We had learned to use our guns in the playground. The utmost caution was enforced, and although, as I have already remarked, we handled our own guns when we were only lads of twelve years old, I can not recall a single accident which occurred.
Once, during the summer, there was a Schutzenfest, in which a large wooden eagle was shot from the pole. Whoever brought down the last splinter became king. This honour once fell to my share, and I was permitted to choose a queen. I crowned Marie Breimann, a pretty, slender young girl from Brunswick, whose Greek profile and thick silken hair had captivated my fancy. She and Adelheid Barop, the head-master’s daughter, were taught in our classes, but Marie attracted me more strongly than the diligent Keilhau lassies with their beautiful black eyes and the other two blooming and graceful Westphalian girls who were also schoolmates. But the girls occupied a very small place in our lives. They could neither wrestle, shoot, nor climb, so we gave them little thought, and anything like actual flirtation was unknown—we had so many better things in our heads. Wrestling and other sports threw everything else into the shade. Pretty Marie, however, probably suspected which of my school-mates I liked best, and up to the time of my leaving the institute I allowed no other goddess to rival her. But there were plenty of amusements at Keilhau besides bird-shooting.
I will mention the principal ones which came during the year, for to describe them in regular order would be impossible.
Of the longer walks which we took in the spring and summer the most beautiful was the one leading through Blankenburg to the entrance of the Schwarzathal, and thence through the lofty, majestically formed group of cliffs at whose foot the clear, swift Schwarza flows, dashing and foaming, to Schwarzburg.
How clearly our songs echoed from the granite walls of the river valley, and how lively it always was at “The Stag,” whose landlord possessed a certain power of attraction to us boys in his own person; for, as the stoutest man in Thuringia, he was a feast for the eyes! His jollity equalled his corpulence, and how merrily he used to jest with us lads!
Of the shorter expeditions I will mention only the two we took most frequently, which led us in less than an hour to Blankenburg or Greifenstein, a large ruin, many parts of which were in tolerable preservation. It had been the home of Count Gunther von Schwarzburg, who paid with his life for the honour of wearing the German imperial crown a few short months.

[Saved entries]
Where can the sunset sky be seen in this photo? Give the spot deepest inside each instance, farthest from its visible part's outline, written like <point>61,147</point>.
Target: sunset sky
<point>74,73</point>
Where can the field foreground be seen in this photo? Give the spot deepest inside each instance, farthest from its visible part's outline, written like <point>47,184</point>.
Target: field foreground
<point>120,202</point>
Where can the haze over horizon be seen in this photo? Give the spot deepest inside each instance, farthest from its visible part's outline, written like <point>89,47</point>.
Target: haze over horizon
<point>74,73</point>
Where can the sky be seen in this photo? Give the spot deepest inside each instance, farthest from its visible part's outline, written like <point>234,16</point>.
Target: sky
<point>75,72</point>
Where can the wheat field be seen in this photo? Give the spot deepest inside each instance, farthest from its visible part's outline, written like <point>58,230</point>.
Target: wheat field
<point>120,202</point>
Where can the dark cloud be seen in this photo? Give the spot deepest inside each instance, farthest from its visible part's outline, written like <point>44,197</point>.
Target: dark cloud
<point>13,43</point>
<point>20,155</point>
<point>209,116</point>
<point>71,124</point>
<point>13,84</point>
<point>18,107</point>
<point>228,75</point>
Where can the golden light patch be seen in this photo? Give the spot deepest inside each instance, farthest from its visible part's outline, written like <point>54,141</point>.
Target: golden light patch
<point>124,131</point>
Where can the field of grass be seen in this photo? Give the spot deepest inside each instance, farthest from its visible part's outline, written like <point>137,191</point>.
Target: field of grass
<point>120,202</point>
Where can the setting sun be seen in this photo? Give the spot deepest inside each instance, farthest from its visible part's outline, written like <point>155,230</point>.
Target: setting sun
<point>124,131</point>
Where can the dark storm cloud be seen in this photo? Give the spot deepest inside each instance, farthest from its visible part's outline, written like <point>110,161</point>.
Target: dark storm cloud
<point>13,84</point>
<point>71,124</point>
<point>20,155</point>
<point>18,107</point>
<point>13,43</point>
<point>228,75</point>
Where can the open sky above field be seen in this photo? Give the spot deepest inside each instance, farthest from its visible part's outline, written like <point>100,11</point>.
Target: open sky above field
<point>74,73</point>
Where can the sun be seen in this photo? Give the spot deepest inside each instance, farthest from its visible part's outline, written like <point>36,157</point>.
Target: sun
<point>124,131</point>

Exercise directions
In the passage about school life at Keilhau, reproduce verbatim the part that opens with the words containing "How clearly our" and closes with "few short months.".

Written answer
How clearly our songs echoed from the granite walls of the river valley, and how lively it always was at “The Stag,” whose landlord possessed a certain power of attraction to us boys in his own person; for, as the stoutest man in Thuringia, he was a feast for the eyes! His jollity equalled his corpulence, and how merrily he used to jest with us lads!
Of the shorter expeditions I will mention only the two we took most frequently, which led us in less than an hour to Blankenburg or Greifenstein, a large ruin, many parts of which were in tolerable preservation. It had been the home of Count Gunther von Schwarzburg, who paid with his life for the honour of wearing the German imperial crown a few short months.